• **Directions**
Write out the records once more, exactly, and keep any image out.

• **Materials provided**
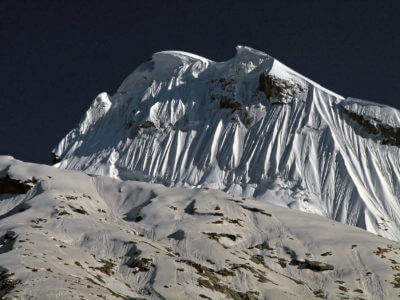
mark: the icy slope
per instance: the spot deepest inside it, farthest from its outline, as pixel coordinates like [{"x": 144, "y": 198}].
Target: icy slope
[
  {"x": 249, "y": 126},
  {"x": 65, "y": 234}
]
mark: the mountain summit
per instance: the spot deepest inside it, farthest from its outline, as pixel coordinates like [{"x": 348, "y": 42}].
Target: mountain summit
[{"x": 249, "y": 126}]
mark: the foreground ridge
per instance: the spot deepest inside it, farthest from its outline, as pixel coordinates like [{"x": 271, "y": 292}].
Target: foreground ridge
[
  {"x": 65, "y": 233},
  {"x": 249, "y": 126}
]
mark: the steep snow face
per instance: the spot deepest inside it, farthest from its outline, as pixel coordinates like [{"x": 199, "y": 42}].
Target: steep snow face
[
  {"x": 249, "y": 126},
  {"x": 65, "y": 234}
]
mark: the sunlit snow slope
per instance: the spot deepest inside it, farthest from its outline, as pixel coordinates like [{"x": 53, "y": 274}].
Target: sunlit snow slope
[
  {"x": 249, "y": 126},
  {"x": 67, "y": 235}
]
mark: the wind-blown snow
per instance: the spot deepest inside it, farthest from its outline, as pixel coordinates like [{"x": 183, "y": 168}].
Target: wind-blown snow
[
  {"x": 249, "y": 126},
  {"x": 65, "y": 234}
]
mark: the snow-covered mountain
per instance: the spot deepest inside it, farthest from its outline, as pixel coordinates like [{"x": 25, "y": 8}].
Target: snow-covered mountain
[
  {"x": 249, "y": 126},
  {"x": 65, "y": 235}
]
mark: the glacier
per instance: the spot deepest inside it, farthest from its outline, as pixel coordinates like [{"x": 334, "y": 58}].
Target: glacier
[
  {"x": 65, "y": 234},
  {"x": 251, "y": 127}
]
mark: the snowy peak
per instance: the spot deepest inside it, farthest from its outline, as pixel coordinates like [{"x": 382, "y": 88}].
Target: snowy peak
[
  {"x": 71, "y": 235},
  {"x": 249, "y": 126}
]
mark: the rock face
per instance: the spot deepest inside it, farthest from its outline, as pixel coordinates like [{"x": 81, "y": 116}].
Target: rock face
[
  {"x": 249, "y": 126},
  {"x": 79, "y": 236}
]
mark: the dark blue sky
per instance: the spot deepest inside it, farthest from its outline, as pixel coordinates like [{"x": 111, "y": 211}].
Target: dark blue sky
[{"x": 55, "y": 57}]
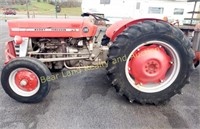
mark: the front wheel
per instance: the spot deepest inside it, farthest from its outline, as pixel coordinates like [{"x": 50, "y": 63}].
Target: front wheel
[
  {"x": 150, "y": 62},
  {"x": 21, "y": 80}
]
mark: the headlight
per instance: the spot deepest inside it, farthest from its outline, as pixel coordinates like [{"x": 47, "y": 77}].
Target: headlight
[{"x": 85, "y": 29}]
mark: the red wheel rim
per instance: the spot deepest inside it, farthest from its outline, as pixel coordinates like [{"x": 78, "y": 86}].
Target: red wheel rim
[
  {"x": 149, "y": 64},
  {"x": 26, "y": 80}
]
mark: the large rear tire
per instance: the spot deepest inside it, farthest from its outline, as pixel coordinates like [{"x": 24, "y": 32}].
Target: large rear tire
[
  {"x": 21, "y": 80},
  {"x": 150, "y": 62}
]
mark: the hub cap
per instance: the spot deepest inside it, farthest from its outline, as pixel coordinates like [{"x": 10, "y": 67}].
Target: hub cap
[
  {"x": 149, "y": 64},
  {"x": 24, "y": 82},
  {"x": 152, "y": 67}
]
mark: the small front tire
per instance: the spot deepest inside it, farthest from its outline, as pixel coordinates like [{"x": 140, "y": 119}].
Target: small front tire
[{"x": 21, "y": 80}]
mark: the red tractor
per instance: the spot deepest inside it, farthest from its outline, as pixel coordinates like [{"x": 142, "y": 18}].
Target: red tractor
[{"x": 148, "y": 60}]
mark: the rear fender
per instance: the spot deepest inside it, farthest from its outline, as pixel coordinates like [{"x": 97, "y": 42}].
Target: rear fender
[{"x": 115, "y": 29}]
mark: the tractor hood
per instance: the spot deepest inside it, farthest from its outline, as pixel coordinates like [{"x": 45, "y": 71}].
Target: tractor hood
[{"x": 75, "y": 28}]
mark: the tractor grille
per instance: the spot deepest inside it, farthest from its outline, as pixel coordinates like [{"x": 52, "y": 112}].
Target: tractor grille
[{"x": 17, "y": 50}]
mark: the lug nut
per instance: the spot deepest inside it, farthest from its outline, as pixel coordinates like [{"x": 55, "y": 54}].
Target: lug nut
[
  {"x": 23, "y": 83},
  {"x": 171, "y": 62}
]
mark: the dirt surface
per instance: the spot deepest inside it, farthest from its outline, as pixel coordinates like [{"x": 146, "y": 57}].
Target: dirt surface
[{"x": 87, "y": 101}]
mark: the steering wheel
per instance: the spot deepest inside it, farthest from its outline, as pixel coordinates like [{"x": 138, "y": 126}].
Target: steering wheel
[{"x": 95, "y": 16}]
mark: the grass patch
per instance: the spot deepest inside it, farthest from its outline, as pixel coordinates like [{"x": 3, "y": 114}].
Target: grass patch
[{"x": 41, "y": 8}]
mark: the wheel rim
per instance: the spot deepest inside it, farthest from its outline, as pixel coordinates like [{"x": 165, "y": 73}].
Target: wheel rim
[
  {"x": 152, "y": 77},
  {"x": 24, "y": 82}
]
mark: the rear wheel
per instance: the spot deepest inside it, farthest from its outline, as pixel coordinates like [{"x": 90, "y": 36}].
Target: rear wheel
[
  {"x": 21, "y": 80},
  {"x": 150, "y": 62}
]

• **Answer**
mark: the icy slope
per instance: the spot deepest inside it, farthest from its outline, as pixel coordinates like [{"x": 144, "y": 198}].
Target: icy slope
[
  {"x": 249, "y": 126},
  {"x": 65, "y": 234}
]
mark: the mountain summit
per instance: the spot deepest inside it, farthest from its outline, as pixel coordinates like [{"x": 348, "y": 42}].
Target: mountain summit
[{"x": 249, "y": 126}]
mark: the foreground ridge
per instance: the spot deepest inside it, farthest from its outline, as pixel coordinates like [{"x": 271, "y": 292}].
Target: foreground ridge
[
  {"x": 65, "y": 233},
  {"x": 249, "y": 126}
]
mark: the steep snow face
per instance: the spot deepest inside it, farthest from its outline, as pixel coordinates like [{"x": 199, "y": 42}].
Target: steep snow face
[
  {"x": 249, "y": 126},
  {"x": 65, "y": 234}
]
mark: the sunlit snow slope
per instance: the spot deepest inside it, farthest from its outline, as pixel coordinates like [{"x": 53, "y": 274}].
Target: sunlit snow slope
[
  {"x": 249, "y": 126},
  {"x": 67, "y": 235}
]
mark: the wind-blown snow
per instance: the spot deepest inside it, farthest from its outline, as pixel coordinates like [{"x": 183, "y": 168}].
Target: wind-blown snow
[
  {"x": 249, "y": 126},
  {"x": 65, "y": 234}
]
mark: the snow-covered mountain
per instance: the spot deepest inside it, farthest from its outline, as pixel coordinates like [{"x": 25, "y": 8}].
Target: snow-covered mountain
[
  {"x": 249, "y": 126},
  {"x": 65, "y": 235}
]
mark: the glacier
per instance: the spot deepest inside it, farthest from its outline, as pixel coordinates like [{"x": 334, "y": 58}].
Target: glacier
[
  {"x": 65, "y": 234},
  {"x": 251, "y": 127}
]
mark: the snowy peak
per instance: the spot deepest inside it, farthest from its outline, as pixel coordinates like [{"x": 382, "y": 88}].
Target: snowy peak
[
  {"x": 71, "y": 235},
  {"x": 249, "y": 126}
]
mark: the rock face
per instance: the spot deepest inside it, farthest from its outline, as pixel coordinates like [{"x": 81, "y": 116}].
Target: rock face
[
  {"x": 249, "y": 126},
  {"x": 79, "y": 236}
]
mark: the dark blue sky
per instance: the spot deepest inside it, farthest from its outline, as pixel coordinates like [{"x": 111, "y": 211}].
Target: dark blue sky
[{"x": 55, "y": 57}]
mark: the front wheel
per instance: the spot deepest inside it, farthest from its outline, as pixel coordinates like [{"x": 50, "y": 63}].
Target: front wheel
[
  {"x": 150, "y": 62},
  {"x": 21, "y": 80}
]
mark: the headlight
per instance: the spot deepest inside it, farthest from its outline, as pixel coordinates like [{"x": 47, "y": 77}].
Target: headlight
[{"x": 85, "y": 29}]
mark: the red wheel rim
per instance: the spot deepest inside it, farthest from its outline, as pixel coordinates like [{"x": 78, "y": 86}].
Target: red wheel rim
[
  {"x": 149, "y": 64},
  {"x": 26, "y": 80}
]
mark: the large rear tire
per instance: the spot deepest inside it, farthest from its outline, as pixel coordinates like [{"x": 24, "y": 32}].
Target: large rear tire
[
  {"x": 21, "y": 80},
  {"x": 150, "y": 62}
]
mark: the hub cap
per instance: the spot deepest inside it, farthest from its outline, as pixel coordinates like [{"x": 10, "y": 67}].
Target: hub cap
[
  {"x": 149, "y": 64},
  {"x": 24, "y": 82},
  {"x": 152, "y": 67}
]
mark: the small front tire
per instance: the spot deepest inside it, farthest from its outline, as pixel coordinates like [{"x": 140, "y": 119}].
Target: small front tire
[{"x": 21, "y": 80}]
mark: the red tractor
per instance: the spot deepest inside it, farthest from its outline, as pixel coordinates like [{"x": 142, "y": 18}].
Target: red tractor
[{"x": 148, "y": 60}]
mark: the rear fender
per instance: the spot deepest inside it, farthest from its outline, as pixel coordinates like [{"x": 97, "y": 42}].
Target: rear fender
[{"x": 115, "y": 29}]
mark: the tractor hood
per instance: the spot deepest inside it, farthest from its outline, as pixel coordinates like [{"x": 45, "y": 71}].
Target: tractor hood
[{"x": 75, "y": 28}]
mark: the tractor grille
per instance: the spot deepest inside it, farthest from its outline, as pixel coordinates like [{"x": 52, "y": 112}].
Target: tractor grille
[{"x": 17, "y": 50}]
mark: the lug nut
per instance: the spot deepest inside it, farthest from its outline, as pixel coordinates like [{"x": 55, "y": 54}].
Target: lug nut
[
  {"x": 23, "y": 83},
  {"x": 171, "y": 62}
]
mark: the dirt surface
per instance: the spot deepest inside it, farthest from its outline, as pixel coordinates like [{"x": 146, "y": 57}].
Target: dirt surface
[{"x": 87, "y": 101}]
mark: the steering wheel
per instance: the spot deepest inside it, farthest from its outline, as pixel coordinates like [{"x": 138, "y": 126}].
Target: steering wheel
[{"x": 95, "y": 16}]
mark: the grass patch
per instance: the spot deepest inside it, farthest from its outline, as pixel coordinates like [{"x": 3, "y": 114}].
Target: grass patch
[{"x": 41, "y": 8}]
mark: the wheel rim
per instance: the spot deepest inside it, farthest from its outline, as pixel coordinates like [{"x": 165, "y": 73}].
Target: wheel rim
[
  {"x": 152, "y": 77},
  {"x": 24, "y": 82}
]
mark: the rear wheel
per instance: the spot deepest inside it, farthest from its outline, as pixel coordinates like [{"x": 90, "y": 36}].
Target: rear wheel
[
  {"x": 21, "y": 80},
  {"x": 150, "y": 62}
]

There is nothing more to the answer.